• [Work request A]:
Reproduce the passage of the DEG interview from "What is the" up to and including "your clients developing?".
• [Work request B]:
Answer the following from the DEG interview:
(i) What amount does the DEG portfolio currently reach?
(ii) What percentage of the companies DEG finances managed to improve their development impact?
(iii) What worsened the situation of the Costa Rican agricultural company?

• [Text section]:
* * * * *

Indispensable private sector
© DEG/Thorsten Thor
Women working for a Vietnamese car-component producer that has been co-financed by DEG.
What is the report’s most important message?
In my eyes, it is that the SDGs, the UN’s Sustainable Development Goals, cannot be achieved without strong engagement of the private sector. Its impact is essential. The DEG portfolio currently amounts to € 9 billion. Last year, the companies we supported employed 2.1 million people. Combined, they generated local income of € 92 billion.
How are your clients developing?
There are huge differences, but the data we collect allows us to show the dynamism and the progress made in every single case. We are proud of the data. Only few international institutions are able to provide information like this. Moreover we dare to admit that 40 % of the companies we are financing did not manage to improve their development impact. On the upside, 60 % did so. Many different reasons explain both failure and success. We can give every client precise feedback regarding their performance in various dimensions, and we can discuss options for DEG supporting promising new approaches. Consider a pharmaceutical manufacturer in India. This company is now meeting international labour standards, so its rating has improved considerably. By contrast, poor harvests caused by climate change have worsened the situation of a Costa Rican agricultural company. As a consequence, local income has deteriorated, so the company’s developmental impact has been reduced.
How do you measure impacts?

* * * * *

• [Dataset records]:
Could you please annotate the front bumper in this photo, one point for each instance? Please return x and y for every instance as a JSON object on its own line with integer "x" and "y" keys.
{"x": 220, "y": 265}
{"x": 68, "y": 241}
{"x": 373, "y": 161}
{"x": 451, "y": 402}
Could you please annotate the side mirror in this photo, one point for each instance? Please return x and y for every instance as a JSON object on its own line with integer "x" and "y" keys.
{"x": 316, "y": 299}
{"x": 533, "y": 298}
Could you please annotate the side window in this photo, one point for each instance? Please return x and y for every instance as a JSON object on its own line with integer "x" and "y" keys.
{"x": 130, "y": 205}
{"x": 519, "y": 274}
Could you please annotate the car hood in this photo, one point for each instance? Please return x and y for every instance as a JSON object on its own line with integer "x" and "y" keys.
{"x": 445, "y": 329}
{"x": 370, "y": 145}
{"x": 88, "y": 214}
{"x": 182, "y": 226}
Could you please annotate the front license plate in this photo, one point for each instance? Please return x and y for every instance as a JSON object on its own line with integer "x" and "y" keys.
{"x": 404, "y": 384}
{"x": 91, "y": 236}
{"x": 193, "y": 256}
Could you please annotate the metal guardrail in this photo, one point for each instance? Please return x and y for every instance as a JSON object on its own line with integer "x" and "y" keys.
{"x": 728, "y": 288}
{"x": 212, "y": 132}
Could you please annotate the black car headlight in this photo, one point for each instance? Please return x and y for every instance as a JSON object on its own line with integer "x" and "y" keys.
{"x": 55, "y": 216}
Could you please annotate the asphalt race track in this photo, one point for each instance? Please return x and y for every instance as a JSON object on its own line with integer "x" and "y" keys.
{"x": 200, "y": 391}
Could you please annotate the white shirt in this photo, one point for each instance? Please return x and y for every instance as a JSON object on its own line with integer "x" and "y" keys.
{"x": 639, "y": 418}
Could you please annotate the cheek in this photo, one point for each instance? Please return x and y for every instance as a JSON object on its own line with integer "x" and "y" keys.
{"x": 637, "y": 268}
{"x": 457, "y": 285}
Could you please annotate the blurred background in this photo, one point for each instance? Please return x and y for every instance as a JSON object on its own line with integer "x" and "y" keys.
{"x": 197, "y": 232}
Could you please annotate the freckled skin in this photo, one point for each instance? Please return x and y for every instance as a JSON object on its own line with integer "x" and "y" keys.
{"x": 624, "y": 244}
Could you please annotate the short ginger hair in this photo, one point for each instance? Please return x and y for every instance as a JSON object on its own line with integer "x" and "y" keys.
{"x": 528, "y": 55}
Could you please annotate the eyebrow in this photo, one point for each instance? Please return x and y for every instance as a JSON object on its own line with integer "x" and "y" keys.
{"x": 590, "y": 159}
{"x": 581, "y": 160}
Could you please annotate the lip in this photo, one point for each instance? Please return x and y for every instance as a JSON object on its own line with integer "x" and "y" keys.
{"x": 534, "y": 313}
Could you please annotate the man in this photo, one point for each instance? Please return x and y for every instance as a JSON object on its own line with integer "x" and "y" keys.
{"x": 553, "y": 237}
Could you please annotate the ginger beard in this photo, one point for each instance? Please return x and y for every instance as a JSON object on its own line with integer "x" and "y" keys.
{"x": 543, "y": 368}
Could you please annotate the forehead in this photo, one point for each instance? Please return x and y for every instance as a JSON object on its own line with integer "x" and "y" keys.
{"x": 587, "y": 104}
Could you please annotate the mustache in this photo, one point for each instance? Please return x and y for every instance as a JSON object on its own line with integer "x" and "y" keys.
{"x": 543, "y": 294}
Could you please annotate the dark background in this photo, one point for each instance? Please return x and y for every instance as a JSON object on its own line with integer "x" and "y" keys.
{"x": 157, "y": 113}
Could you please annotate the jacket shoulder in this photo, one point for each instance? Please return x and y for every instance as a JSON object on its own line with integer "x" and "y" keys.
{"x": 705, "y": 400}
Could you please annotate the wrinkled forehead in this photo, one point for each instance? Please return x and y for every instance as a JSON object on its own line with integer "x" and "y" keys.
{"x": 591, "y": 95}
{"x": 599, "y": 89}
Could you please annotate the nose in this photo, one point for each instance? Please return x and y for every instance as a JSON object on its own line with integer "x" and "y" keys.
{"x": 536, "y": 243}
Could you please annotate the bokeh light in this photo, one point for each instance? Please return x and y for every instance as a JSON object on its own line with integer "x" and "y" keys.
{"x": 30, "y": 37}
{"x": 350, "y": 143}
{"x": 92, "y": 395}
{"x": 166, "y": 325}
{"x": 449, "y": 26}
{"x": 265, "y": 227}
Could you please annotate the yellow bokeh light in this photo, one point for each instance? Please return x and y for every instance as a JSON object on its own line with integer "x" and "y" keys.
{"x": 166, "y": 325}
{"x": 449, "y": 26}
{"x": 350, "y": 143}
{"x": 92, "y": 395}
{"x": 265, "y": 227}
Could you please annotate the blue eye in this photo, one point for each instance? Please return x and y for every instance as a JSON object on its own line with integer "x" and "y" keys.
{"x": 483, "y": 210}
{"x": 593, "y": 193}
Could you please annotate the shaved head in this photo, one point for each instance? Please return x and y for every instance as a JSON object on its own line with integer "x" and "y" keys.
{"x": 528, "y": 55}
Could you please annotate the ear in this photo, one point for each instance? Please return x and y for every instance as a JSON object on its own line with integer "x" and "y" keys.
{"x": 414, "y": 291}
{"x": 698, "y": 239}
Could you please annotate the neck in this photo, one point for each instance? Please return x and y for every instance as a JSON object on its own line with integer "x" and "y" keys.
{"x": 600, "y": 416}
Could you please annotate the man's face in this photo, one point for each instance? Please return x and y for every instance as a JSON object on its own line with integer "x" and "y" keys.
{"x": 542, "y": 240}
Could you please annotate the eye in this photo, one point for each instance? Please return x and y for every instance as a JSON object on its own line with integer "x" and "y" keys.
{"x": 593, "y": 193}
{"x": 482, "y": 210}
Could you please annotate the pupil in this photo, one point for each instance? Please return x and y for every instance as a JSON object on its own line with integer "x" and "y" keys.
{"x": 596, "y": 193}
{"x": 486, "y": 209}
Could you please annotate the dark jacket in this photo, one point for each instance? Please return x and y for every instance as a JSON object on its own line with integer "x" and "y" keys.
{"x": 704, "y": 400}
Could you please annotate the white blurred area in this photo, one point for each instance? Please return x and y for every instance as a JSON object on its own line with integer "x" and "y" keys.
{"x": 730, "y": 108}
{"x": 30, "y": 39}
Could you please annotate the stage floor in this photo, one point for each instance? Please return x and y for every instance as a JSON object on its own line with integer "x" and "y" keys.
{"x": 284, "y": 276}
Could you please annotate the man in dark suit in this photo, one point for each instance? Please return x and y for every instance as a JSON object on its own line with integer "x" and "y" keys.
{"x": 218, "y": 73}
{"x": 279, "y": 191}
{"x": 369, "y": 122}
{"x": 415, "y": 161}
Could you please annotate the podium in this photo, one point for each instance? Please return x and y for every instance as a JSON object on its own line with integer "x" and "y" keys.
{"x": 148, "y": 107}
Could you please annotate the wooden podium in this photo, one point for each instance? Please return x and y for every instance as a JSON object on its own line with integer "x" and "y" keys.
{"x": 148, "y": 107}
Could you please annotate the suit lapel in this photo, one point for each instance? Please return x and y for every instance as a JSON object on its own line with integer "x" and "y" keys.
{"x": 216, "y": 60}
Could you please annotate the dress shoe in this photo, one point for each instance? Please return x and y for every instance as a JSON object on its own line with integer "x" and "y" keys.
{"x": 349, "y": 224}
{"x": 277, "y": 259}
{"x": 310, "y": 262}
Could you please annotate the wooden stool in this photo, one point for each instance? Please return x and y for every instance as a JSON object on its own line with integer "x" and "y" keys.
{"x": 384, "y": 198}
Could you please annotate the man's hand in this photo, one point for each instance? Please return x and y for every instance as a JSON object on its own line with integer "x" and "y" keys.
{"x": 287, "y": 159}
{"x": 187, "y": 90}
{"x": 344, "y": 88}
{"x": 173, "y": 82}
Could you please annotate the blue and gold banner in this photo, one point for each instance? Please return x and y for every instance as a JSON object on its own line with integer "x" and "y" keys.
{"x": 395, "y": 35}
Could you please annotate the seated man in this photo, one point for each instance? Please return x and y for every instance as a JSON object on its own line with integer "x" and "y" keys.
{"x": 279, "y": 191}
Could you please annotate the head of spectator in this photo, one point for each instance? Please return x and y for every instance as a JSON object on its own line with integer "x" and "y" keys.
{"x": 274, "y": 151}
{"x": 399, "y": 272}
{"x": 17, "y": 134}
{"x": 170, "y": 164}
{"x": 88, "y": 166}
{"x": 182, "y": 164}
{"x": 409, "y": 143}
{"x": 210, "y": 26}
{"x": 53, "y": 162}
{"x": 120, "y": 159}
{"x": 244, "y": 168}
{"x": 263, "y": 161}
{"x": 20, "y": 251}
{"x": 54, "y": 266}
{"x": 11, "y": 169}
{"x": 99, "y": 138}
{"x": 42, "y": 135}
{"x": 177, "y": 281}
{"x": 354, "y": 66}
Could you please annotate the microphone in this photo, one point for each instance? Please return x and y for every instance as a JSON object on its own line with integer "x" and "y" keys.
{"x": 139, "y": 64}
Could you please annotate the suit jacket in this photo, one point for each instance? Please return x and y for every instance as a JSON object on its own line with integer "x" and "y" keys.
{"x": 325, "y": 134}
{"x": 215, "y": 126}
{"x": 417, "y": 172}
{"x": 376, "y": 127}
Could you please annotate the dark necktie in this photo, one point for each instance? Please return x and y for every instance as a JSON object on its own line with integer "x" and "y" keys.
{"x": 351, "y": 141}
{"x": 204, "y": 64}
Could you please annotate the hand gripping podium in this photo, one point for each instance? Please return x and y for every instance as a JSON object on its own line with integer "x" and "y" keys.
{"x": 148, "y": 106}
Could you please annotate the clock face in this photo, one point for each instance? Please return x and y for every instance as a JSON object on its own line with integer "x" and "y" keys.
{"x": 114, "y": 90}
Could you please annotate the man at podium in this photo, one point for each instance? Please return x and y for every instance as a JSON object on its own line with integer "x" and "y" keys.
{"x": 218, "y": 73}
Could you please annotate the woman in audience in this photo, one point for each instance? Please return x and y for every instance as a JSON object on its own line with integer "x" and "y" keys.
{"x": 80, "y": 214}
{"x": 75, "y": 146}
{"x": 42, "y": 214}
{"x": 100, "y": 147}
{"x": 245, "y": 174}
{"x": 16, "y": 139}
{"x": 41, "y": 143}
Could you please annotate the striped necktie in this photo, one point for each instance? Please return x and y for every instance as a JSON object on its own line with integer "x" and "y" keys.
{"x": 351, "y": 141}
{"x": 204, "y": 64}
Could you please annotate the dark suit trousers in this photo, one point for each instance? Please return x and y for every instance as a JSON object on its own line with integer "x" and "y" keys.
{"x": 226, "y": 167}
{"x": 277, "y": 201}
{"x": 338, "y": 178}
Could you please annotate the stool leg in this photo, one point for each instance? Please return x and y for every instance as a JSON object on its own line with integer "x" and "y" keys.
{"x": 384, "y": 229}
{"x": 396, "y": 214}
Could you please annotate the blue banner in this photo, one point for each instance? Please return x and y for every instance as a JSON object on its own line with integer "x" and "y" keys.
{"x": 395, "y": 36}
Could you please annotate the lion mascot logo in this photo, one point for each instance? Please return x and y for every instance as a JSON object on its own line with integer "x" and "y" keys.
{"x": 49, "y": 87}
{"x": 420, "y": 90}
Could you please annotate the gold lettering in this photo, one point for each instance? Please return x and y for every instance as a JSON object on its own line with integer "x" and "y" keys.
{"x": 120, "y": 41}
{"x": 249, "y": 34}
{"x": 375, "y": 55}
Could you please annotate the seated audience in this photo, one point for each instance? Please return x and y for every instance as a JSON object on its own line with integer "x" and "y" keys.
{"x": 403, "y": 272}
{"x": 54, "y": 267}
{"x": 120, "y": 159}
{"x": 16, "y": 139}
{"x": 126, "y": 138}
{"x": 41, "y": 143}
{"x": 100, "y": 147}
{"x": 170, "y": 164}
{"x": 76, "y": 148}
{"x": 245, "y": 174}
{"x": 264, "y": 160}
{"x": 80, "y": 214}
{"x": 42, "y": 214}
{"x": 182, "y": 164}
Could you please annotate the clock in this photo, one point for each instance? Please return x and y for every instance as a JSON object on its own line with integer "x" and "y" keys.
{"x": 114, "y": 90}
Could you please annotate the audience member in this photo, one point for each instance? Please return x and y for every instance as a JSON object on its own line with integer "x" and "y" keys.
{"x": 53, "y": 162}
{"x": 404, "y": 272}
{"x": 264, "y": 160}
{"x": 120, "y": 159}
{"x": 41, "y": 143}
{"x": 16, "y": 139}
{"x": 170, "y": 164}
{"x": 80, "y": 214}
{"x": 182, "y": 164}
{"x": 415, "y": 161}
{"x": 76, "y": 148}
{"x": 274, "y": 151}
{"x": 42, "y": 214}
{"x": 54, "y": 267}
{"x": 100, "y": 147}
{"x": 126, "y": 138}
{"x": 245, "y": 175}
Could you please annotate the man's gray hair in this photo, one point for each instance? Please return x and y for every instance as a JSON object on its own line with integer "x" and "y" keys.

* * * * *

• [Worked solution A]:
What is the report’s most important message?
In my eyes, it is that the SDGs, the UN’s Sustainable Development Goals, cannot be achieved without strong engagement of the private sector. Its impact is essential. The DEG portfolio currently amounts to € 9 billion. Last year, the companies we supported employed 2.1 million people. Combined, they generated local income of € 92 billion.
How are your clients developing?

• [Worked solution B]:
(i) € 9 billion
(ii) 60 %
(iii) Poor harvests caused by climate change